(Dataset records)
+ + + + +

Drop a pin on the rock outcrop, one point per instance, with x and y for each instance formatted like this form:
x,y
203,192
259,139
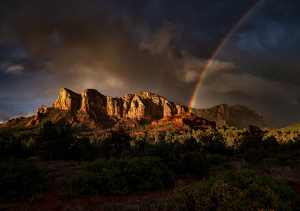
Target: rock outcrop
x,y
143,105
39,115
93,110
14,121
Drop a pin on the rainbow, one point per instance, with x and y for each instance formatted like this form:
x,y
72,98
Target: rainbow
x,y
216,52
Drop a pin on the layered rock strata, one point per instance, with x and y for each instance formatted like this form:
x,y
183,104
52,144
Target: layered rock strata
x,y
93,110
143,105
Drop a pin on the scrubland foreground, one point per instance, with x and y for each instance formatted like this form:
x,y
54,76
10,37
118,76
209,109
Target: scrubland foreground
x,y
166,168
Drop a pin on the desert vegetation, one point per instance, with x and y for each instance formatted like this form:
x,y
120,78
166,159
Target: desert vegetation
x,y
222,168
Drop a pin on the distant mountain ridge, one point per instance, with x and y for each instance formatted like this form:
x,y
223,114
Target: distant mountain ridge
x,y
93,110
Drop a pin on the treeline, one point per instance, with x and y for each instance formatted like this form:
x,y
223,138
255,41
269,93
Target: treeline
x,y
124,161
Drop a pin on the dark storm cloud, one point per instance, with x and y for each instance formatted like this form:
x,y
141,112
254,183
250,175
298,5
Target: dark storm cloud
x,y
121,47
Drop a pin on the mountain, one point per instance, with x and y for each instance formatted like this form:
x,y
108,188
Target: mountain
x,y
93,110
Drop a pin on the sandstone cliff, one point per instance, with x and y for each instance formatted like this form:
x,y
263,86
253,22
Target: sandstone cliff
x,y
143,105
93,110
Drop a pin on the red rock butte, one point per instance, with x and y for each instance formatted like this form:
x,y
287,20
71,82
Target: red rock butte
x,y
93,110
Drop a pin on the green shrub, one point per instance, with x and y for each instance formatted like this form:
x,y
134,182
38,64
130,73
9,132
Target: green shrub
x,y
194,163
19,178
114,145
275,162
245,190
272,162
169,152
217,159
114,175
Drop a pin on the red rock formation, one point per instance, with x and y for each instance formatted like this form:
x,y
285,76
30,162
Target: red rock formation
x,y
14,121
143,105
67,100
39,115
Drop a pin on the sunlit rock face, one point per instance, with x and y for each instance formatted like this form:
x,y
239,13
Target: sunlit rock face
x,y
93,110
67,100
14,121
139,106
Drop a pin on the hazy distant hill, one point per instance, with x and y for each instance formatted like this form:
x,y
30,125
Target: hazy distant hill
x,y
92,110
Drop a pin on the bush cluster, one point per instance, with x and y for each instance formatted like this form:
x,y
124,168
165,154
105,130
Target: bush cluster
x,y
217,159
245,190
19,178
146,173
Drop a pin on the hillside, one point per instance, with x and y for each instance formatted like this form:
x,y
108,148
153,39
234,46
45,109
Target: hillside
x,y
93,110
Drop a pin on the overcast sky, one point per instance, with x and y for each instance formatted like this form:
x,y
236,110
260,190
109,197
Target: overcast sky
x,y
125,46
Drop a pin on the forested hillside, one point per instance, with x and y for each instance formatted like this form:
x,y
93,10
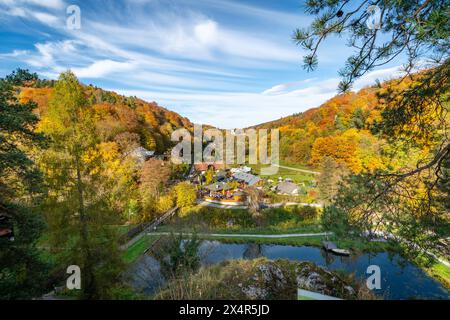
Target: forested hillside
x,y
342,128
117,116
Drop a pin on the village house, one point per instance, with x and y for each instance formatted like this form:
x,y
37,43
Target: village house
x,y
246,178
287,188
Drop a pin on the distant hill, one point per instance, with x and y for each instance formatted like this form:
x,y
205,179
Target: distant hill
x,y
117,114
341,128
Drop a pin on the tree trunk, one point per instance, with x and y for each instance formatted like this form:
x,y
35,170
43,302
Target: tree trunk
x,y
87,276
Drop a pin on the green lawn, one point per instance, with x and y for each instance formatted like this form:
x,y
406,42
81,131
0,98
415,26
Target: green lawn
x,y
138,248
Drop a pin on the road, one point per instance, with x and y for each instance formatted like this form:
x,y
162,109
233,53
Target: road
x,y
151,227
296,169
246,235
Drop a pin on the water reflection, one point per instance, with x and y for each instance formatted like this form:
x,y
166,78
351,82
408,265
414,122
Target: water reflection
x,y
400,278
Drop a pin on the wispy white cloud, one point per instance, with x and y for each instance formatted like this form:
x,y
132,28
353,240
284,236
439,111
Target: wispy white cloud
x,y
51,4
219,62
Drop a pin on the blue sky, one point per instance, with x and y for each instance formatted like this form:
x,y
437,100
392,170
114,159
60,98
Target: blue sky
x,y
222,62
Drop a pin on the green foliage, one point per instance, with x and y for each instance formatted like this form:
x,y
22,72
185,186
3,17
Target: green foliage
x,y
186,195
78,214
336,220
178,257
22,273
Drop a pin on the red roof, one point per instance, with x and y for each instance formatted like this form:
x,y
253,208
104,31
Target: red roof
x,y
204,166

+ + + + +

THE REQUEST: Your job is to transcribe the entries above exactly; skip the pictures.

ANSWER TO THE TASK:
Drop a pin on the rock outcrop, one point per instance, with x and y for each instance formatted like this form:
x,y
203,192
259,139
Target: rock outcrop
x,y
143,105
39,115
93,110
14,121
Drop a pin on the rainbow, one point per instance, with x and y for each instance formatted like this form:
x,y
72,98
Target: rainbow
x,y
216,52
Drop a pin on the layered rock strata, one point per instance, with x and y for each instance formatted like this form:
x,y
183,104
52,144
Target: layered rock strata
x,y
93,110
143,105
Drop a pin on the scrubland foreground, one point per instance, with x and y for each instance formatted like this form:
x,y
54,76
10,37
118,76
209,109
Target: scrubland foreground
x,y
166,168
Drop a pin on the desert vegetation, one point per instance, with x and y for each instance formatted like this form:
x,y
120,78
166,159
Target: desert vegetation
x,y
222,168
Drop a pin on the distant mountain ridge, one point per instance, with x and y for each instance formatted like this form:
x,y
223,114
Target: distant mountain ridge
x,y
93,110
Drop a pin on the treeline, one point per instance, with x and y for each instance formatted like this form:
x,y
223,138
255,41
269,93
Target: treeline
x,y
124,161
Drop a pin on the dark storm cloud, one point per instance, with x and y for each instance formatted like this form:
x,y
141,112
254,183
250,175
298,5
Target: dark storm cloud
x,y
121,47
Drop a pin on the mountain, one point per instance, with x and y for each instance formatted like this form:
x,y
108,188
Target: mountain
x,y
93,110
Drop a pin on the sandstone cliff, one point per instance, with x and y for each instance formatted like this form:
x,y
263,86
253,22
Target: sandstone cliff
x,y
143,105
93,110
Drop a pin on the red rock butte, one point per instance, with x and y for each instance formatted like this form:
x,y
287,20
71,82
Target: red rock butte
x,y
93,110
Drop a pin on the green shrub, one point per instance, with x and y for each instance formatted like this form:
x,y
134,182
38,64
130,73
9,132
Target: green shrub
x,y
194,163
19,178
114,145
275,162
245,190
272,162
169,152
217,159
114,175
Drop a pin on the red rock formation, one point per instance, with x and y for each instance formatted like this form:
x,y
285,76
30,162
Target: red rock formation
x,y
14,121
143,105
67,100
39,115
Drop a pin on the sunlit rock face, one point per instance, with x and y for each instance formatted like this form:
x,y
239,13
Target: sunlit rock face
x,y
93,110
67,100
14,121
139,106
Drop a pin on the hazy distant hill, one point per instance, with x and y for each instance formatted like this form:
x,y
30,125
Target: hazy distant hill
x,y
92,110
Drop a pin on the bush cluster, one point per instance, with x and y for each instance formatted like this form:
x,y
124,168
165,154
105,130
Target: bush cluster
x,y
217,159
245,190
19,178
146,173
Drop a pin on the hillside, one point per instance, with x and y for each instance formatted like this form:
x,y
108,148
153,39
234,46
45,109
Target: hillside
x,y
93,110
Drop a pin on the overcast sky, one point per instance, with x and y for each instance formatted like this form:
x,y
236,110
260,190
109,197
Target: overcast sky
x,y
125,46
Drop a pin on the forested hillside, one point per instance, with x and y for each instance formatted like this form:
x,y
93,10
Target: forested hillside
x,y
342,128
117,116
Drop a pin on the village house, one point per instance, with x and y for each instance formatted like this form:
x,y
37,43
Target: village house
x,y
246,178
287,188
Drop a pin on the distant hill, one point per instance, with x and y for each instance formatted like this form:
x,y
205,179
Target: distant hill
x,y
117,114
341,128
Drop a pin on the tree trunk, one point per instance, with x and y for each instance formatted like this form:
x,y
35,170
43,302
Target: tree trunk
x,y
87,276
Drop a pin on the green lawn, one point per instance, with x and y for each instance formatted like this form:
x,y
406,42
81,131
0,98
415,26
Target: green lawn
x,y
138,248
Drop a pin on the road, one point per instance, with x and y for each instance formatted like this form:
x,y
162,109
233,53
Target: road
x,y
151,227
296,169
246,235
Drop a pin on the water reflection, one point per instance, with x and y for each instance formatted like this form:
x,y
166,78
351,82
408,265
414,122
Target: water reflection
x,y
400,278
Drop a pin on the wispy white cloud, one point per instance, with x and y for each instance formatted like this form:
x,y
132,28
353,240
284,236
439,111
Target: wispy white cloud
x,y
51,4
219,62
Drop a pin on the blue sky, one point per instance, with x and y for each instance formatted like this form:
x,y
437,100
392,170
114,159
60,98
Target: blue sky
x,y
222,62
Drop a pin on the green foliage, one point per instance, with x and y for each instance formatted like this form:
x,y
22,72
185,186
3,17
Target: green foliage
x,y
186,195
78,214
336,220
178,257
22,273
Drop a pin on the red roof, one point per instance, with x and y for each instance formatted like this form:
x,y
253,208
104,31
Target: red roof
x,y
204,166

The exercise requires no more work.